#### TEXT
Remix.run Logo
stackghost 5 hours ago

>SBCL dying from heap exhaustion

Due to hitting the cap, or to framentation? My understanding is the new parallel GC compacts the heap rather infrequently.

dang 5 hours ago | parent [-]

If by the cap you mean the heap size passed in as the --dynamic-space-size argument, then it definitely didn't hit the cap. It was using about 2/3 of that.

> My understanding is the new parallel GC compacts the heap rather infrequently

Can you explain more?

stackghost 4 hours ago | parent [-]

I'm going to caveat this by stating up front that obviously HN's source code is not public so I don't know what your hot path looks like, and that I'm not a domain expert on garbage collection, but I do write a fair amount of lisp for SBCL.

Immix-style collectors, like the new GC in SBCL, only compact on an opportunistic basis and so you get fragmentation pressure under load. In that situation, you might be well under the dynamic space size cap but if it can't find a large enough contiguous chunk of free heap it will still die.

So, fragmentation would be my prime suspect given what you described.
########
# WORK TO DO
1. In the SBCL heap thread, how much of the --dynamic-space-size heap was being used?
2. Reproduce the SBCL heap thread word for word between "I'm going to" and "lisp for SBCL.", inclusive.
None of the material plays any part in this.
#### RECORD EXTRACTS
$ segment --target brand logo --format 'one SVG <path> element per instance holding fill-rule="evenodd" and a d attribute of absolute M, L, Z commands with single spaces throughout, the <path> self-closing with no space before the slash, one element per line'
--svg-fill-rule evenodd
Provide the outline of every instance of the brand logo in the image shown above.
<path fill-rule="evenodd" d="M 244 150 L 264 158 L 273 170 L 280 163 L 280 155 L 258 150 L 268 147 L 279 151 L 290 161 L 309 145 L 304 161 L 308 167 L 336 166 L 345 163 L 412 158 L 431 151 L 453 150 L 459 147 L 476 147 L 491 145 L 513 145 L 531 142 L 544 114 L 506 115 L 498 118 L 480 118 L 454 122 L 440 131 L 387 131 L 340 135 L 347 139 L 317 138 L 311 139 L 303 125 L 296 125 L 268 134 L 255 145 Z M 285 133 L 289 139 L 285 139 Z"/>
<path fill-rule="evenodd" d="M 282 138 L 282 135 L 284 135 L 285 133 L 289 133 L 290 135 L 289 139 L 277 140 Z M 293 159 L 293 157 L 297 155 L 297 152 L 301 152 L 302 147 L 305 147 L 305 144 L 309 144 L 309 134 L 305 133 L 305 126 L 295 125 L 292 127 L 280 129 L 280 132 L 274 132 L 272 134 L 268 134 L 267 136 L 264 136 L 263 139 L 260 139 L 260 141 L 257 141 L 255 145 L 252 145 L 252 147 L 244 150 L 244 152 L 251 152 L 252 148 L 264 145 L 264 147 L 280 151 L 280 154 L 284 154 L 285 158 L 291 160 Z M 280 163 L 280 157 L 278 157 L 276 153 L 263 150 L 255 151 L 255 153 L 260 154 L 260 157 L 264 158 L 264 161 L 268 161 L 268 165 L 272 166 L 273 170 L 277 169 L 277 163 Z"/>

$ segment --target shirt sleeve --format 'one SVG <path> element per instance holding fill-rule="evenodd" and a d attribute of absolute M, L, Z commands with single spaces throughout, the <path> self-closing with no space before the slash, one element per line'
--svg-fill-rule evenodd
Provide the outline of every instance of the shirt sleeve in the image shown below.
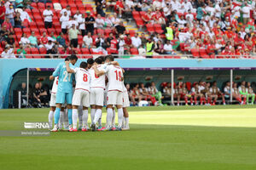
<path fill-rule="evenodd" d="M 52 73 L 53 76 L 58 76 L 60 75 L 60 71 L 61 71 L 61 64 L 60 63 L 55 69 L 55 71 Z"/>

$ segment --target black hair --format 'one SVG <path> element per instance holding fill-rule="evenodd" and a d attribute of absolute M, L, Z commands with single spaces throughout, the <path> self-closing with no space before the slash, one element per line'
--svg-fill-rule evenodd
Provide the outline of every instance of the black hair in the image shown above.
<path fill-rule="evenodd" d="M 102 62 L 104 62 L 106 60 L 106 58 L 103 55 L 101 55 L 98 58 L 100 58 L 102 60 Z"/>
<path fill-rule="evenodd" d="M 66 59 L 65 59 L 65 61 L 68 61 L 69 60 L 69 57 L 67 57 Z"/>
<path fill-rule="evenodd" d="M 87 68 L 87 63 L 85 61 L 83 61 L 80 63 L 80 68 L 86 69 Z"/>
<path fill-rule="evenodd" d="M 71 54 L 70 57 L 69 57 L 69 60 L 78 60 L 78 57 L 76 54 Z"/>
<path fill-rule="evenodd" d="M 88 65 L 92 65 L 93 63 L 94 63 L 94 60 L 93 60 L 92 58 L 90 58 L 90 59 L 87 60 L 87 64 Z"/>
<path fill-rule="evenodd" d="M 101 58 L 96 58 L 94 62 L 96 62 L 98 65 L 101 65 L 102 63 L 102 60 Z"/>
<path fill-rule="evenodd" d="M 106 60 L 108 60 L 109 61 L 113 61 L 114 60 L 114 59 L 112 55 L 107 55 Z"/>

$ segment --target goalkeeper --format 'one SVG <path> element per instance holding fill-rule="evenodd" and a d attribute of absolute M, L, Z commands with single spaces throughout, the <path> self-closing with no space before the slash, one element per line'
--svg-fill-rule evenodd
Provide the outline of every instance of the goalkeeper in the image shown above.
<path fill-rule="evenodd" d="M 249 105 L 249 99 L 252 98 L 251 105 L 254 104 L 255 94 L 251 87 L 251 82 L 247 82 L 247 104 Z"/>
<path fill-rule="evenodd" d="M 241 94 L 241 99 L 243 98 L 243 101 L 241 102 L 241 105 L 246 105 L 247 92 L 246 88 L 246 82 L 243 81 L 241 84 L 241 86 L 238 88 L 239 93 Z"/>

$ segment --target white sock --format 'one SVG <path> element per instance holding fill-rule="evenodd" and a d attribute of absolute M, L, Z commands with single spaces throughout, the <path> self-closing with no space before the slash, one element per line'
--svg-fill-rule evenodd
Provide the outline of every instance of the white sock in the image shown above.
<path fill-rule="evenodd" d="M 88 110 L 83 110 L 83 128 L 88 126 Z"/>
<path fill-rule="evenodd" d="M 79 127 L 83 126 L 83 110 L 79 110 Z"/>
<path fill-rule="evenodd" d="M 54 115 L 55 115 L 55 112 L 53 110 L 49 110 L 49 115 L 48 115 L 49 128 L 52 128 Z"/>
<path fill-rule="evenodd" d="M 90 110 L 90 122 L 91 122 L 91 124 L 93 124 L 96 110 L 96 109 Z"/>
<path fill-rule="evenodd" d="M 113 110 L 111 108 L 107 109 L 107 123 L 106 127 L 110 128 L 112 124 L 112 117 L 113 117 Z"/>
<path fill-rule="evenodd" d="M 63 114 L 63 123 L 64 123 L 64 128 L 68 128 L 68 114 L 67 114 L 67 109 L 64 110 Z"/>
<path fill-rule="evenodd" d="M 96 110 L 92 124 L 96 124 L 98 122 L 99 118 L 101 118 L 101 112 L 102 112 L 101 109 Z"/>
<path fill-rule="evenodd" d="M 113 110 L 112 127 L 115 127 L 115 110 Z"/>
<path fill-rule="evenodd" d="M 125 116 L 123 116 L 123 121 L 122 121 L 122 128 L 125 128 Z"/>
<path fill-rule="evenodd" d="M 123 108 L 118 109 L 118 116 L 119 116 L 119 128 L 122 128 L 124 111 Z"/>
<path fill-rule="evenodd" d="M 73 119 L 73 128 L 77 128 L 78 126 L 78 116 L 79 116 L 79 110 L 77 109 L 72 110 L 72 119 Z"/>
<path fill-rule="evenodd" d="M 100 116 L 100 118 L 99 118 L 99 120 L 98 120 L 98 125 L 99 126 L 102 126 L 102 110 L 101 110 L 101 116 Z"/>
<path fill-rule="evenodd" d="M 62 128 L 62 125 L 63 125 L 63 122 L 64 122 L 64 111 L 60 111 L 60 120 L 59 120 L 59 128 Z"/>
<path fill-rule="evenodd" d="M 129 128 L 129 117 L 125 117 L 125 128 Z"/>

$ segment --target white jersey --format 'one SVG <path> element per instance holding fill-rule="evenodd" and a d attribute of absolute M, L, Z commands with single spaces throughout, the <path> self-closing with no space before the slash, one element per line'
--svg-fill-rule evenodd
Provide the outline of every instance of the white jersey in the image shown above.
<path fill-rule="evenodd" d="M 121 67 L 113 65 L 106 67 L 106 73 L 108 78 L 108 91 L 120 91 L 123 92 L 123 71 Z"/>
<path fill-rule="evenodd" d="M 90 92 L 90 74 L 83 68 L 76 67 L 73 71 L 76 78 L 75 89 L 83 89 Z"/>
<path fill-rule="evenodd" d="M 125 86 L 125 82 L 124 81 L 122 82 L 122 84 L 123 84 L 123 93 L 127 92 L 127 88 Z"/>
<path fill-rule="evenodd" d="M 106 70 L 105 70 L 104 67 L 105 67 L 104 65 L 97 65 L 97 69 L 99 71 L 104 71 L 106 72 Z M 90 88 L 102 88 L 105 89 L 106 75 L 103 74 L 100 76 L 97 76 L 95 74 L 94 69 L 92 69 L 92 68 L 90 69 L 89 72 L 91 76 Z"/>
<path fill-rule="evenodd" d="M 59 82 L 59 76 L 55 77 L 54 83 L 52 85 L 51 93 L 56 94 L 58 89 L 58 82 Z"/>

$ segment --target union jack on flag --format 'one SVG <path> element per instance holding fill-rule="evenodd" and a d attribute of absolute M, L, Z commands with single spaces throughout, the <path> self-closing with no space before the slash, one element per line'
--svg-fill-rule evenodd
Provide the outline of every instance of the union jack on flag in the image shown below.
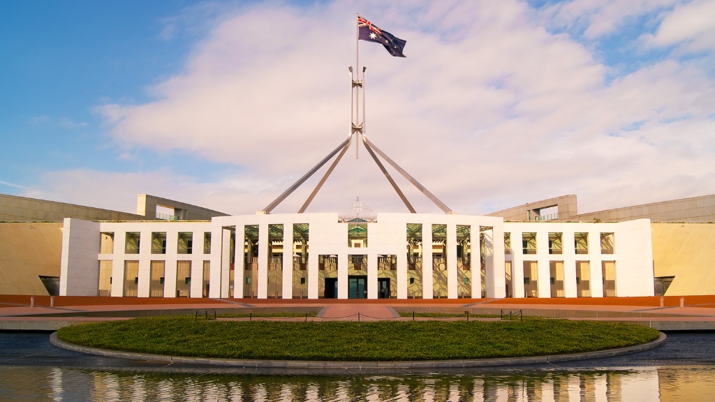
<path fill-rule="evenodd" d="M 374 24 L 358 14 L 358 39 L 370 42 L 377 42 L 385 46 L 390 54 L 397 57 L 405 57 L 403 49 L 407 41 L 395 37 L 394 35 L 380 29 Z"/>

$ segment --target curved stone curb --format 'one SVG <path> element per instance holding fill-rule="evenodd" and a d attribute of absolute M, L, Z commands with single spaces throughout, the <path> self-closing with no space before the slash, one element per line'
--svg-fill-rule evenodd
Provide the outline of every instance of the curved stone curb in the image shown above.
<path fill-rule="evenodd" d="M 538 364 L 558 361 L 579 361 L 600 358 L 608 358 L 628 353 L 642 352 L 657 348 L 665 343 L 666 334 L 659 333 L 655 340 L 626 348 L 608 349 L 583 353 L 567 353 L 549 355 L 546 356 L 531 356 L 521 358 L 502 358 L 493 359 L 416 361 L 272 361 L 272 360 L 243 360 L 222 359 L 209 358 L 188 358 L 118 352 L 109 349 L 88 348 L 69 343 L 60 340 L 57 333 L 50 335 L 50 343 L 55 346 L 92 355 L 114 358 L 164 362 L 167 364 L 180 363 L 191 365 L 213 366 L 217 367 L 243 368 L 252 371 L 280 373 L 283 374 L 327 373 L 342 374 L 347 373 L 378 373 L 378 372 L 411 372 L 411 371 L 449 371 L 460 368 L 489 368 L 502 366 L 524 364 Z"/>

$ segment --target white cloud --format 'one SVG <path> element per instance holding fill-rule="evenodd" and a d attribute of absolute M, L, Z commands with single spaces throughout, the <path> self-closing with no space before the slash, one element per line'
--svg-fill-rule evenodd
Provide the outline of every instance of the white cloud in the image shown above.
<path fill-rule="evenodd" d="M 656 46 L 680 44 L 688 52 L 715 50 L 715 1 L 696 0 L 676 7 L 646 39 Z"/>
<path fill-rule="evenodd" d="M 573 0 L 558 1 L 543 11 L 550 26 L 583 31 L 594 39 L 633 26 L 644 15 L 672 7 L 682 0 Z"/>
<path fill-rule="evenodd" d="M 576 1 L 548 12 L 557 21 L 586 21 L 597 38 L 671 3 Z M 587 212 L 711 192 L 715 177 L 706 172 L 715 171 L 715 147 L 693 145 L 714 142 L 708 67 L 669 59 L 606 82 L 608 67 L 549 34 L 539 22 L 545 14 L 525 3 L 360 4 L 362 15 L 408 41 L 407 59 L 360 43 L 368 136 L 453 209 L 487 213 L 576 193 Z M 154 102 L 99 108 L 123 147 L 195 152 L 241 165 L 240 175 L 70 171 L 48 185 L 77 197 L 83 186 L 93 197 L 109 192 L 107 204 L 129 192 L 229 213 L 262 208 L 347 134 L 354 6 L 269 3 L 226 14 L 182 74 L 149 89 Z M 373 210 L 405 211 L 368 153 L 355 160 L 354 152 L 309 211 L 344 210 L 356 182 Z M 418 211 L 437 212 L 391 175 Z M 319 179 L 277 212 L 296 210 Z"/>

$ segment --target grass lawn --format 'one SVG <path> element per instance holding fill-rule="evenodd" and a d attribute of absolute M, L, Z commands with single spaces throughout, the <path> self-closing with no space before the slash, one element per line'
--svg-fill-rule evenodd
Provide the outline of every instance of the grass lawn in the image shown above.
<path fill-rule="evenodd" d="M 625 323 L 523 321 L 217 321 L 133 318 L 64 327 L 60 339 L 174 356 L 304 361 L 477 359 L 586 352 L 638 345 L 658 331 Z"/>

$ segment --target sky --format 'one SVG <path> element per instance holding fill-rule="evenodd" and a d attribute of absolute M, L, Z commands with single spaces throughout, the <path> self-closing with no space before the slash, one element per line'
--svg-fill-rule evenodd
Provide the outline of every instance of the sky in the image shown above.
<path fill-rule="evenodd" d="M 359 44 L 368 138 L 458 213 L 715 193 L 715 0 L 4 1 L 0 193 L 262 210 L 350 134 L 356 13 L 407 41 Z M 356 197 L 408 212 L 353 142 L 307 212 Z"/>

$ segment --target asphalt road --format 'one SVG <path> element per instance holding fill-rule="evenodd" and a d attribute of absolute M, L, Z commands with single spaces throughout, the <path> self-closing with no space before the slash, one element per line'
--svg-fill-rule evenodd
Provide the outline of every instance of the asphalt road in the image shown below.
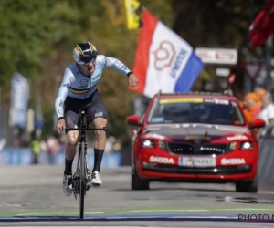
<path fill-rule="evenodd" d="M 79 202 L 73 196 L 69 198 L 63 196 L 62 173 L 62 167 L 1 166 L 0 222 L 2 223 L 0 225 L 10 224 L 3 223 L 3 218 L 11 216 L 20 216 L 23 220 L 39 219 L 40 216 L 51 216 L 47 218 L 65 216 L 61 217 L 65 218 L 65 222 L 66 218 L 77 218 Z M 88 192 L 85 212 L 87 219 L 107 218 L 109 222 L 94 222 L 92 225 L 189 227 L 188 225 L 191 223 L 195 225 L 191 227 L 253 227 L 253 225 L 266 227 L 255 223 L 240 223 L 240 225 L 236 225 L 236 222 L 224 222 L 220 226 L 220 222 L 214 223 L 209 220 L 216 216 L 227 219 L 246 216 L 247 221 L 247 217 L 253 214 L 251 219 L 255 222 L 255 219 L 262 216 L 258 214 L 264 214 L 264 218 L 269 219 L 272 219 L 274 214 L 273 192 L 260 190 L 257 194 L 247 194 L 236 192 L 234 186 L 229 184 L 156 182 L 151 184 L 150 191 L 132 191 L 130 173 L 129 167 L 101 171 L 103 184 L 100 188 L 92 188 Z M 113 222 L 121 219 L 131 220 L 132 217 L 142 220 L 142 216 L 148 221 L 140 221 L 137 223 L 130 221 Z M 169 217 L 173 222 L 164 222 L 163 216 Z M 155 222 L 153 218 L 156 217 L 163 221 Z M 208 218 L 208 222 L 190 221 L 194 220 L 194 217 L 203 220 Z M 176 221 L 178 218 L 181 218 L 180 222 Z M 43 223 L 47 224 L 49 222 Z M 53 224 L 52 223 L 50 225 Z M 69 225 L 75 225 L 74 223 L 77 223 L 77 225 L 90 226 L 90 223 L 88 222 L 73 221 L 70 221 Z M 22 223 L 20 224 L 27 225 Z M 14 225 L 18 225 L 18 223 Z M 68 224 L 65 223 L 65 225 Z"/>

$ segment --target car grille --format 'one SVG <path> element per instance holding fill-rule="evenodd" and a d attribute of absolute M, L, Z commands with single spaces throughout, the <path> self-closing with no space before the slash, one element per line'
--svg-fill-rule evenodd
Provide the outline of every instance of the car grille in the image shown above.
<path fill-rule="evenodd" d="M 169 151 L 174 154 L 211 155 L 227 152 L 228 143 L 206 143 L 193 145 L 187 142 L 168 142 Z"/>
########
# TASK RESPONSES
1. About 2/3 of it.

2.
I'm going to caveat this by stating up front that obviously HN's source code is not public so I don't know what your hot path looks like, and that I'm not a domain expert on garbage collection, but I do write a fair amount of lisp for SBCL.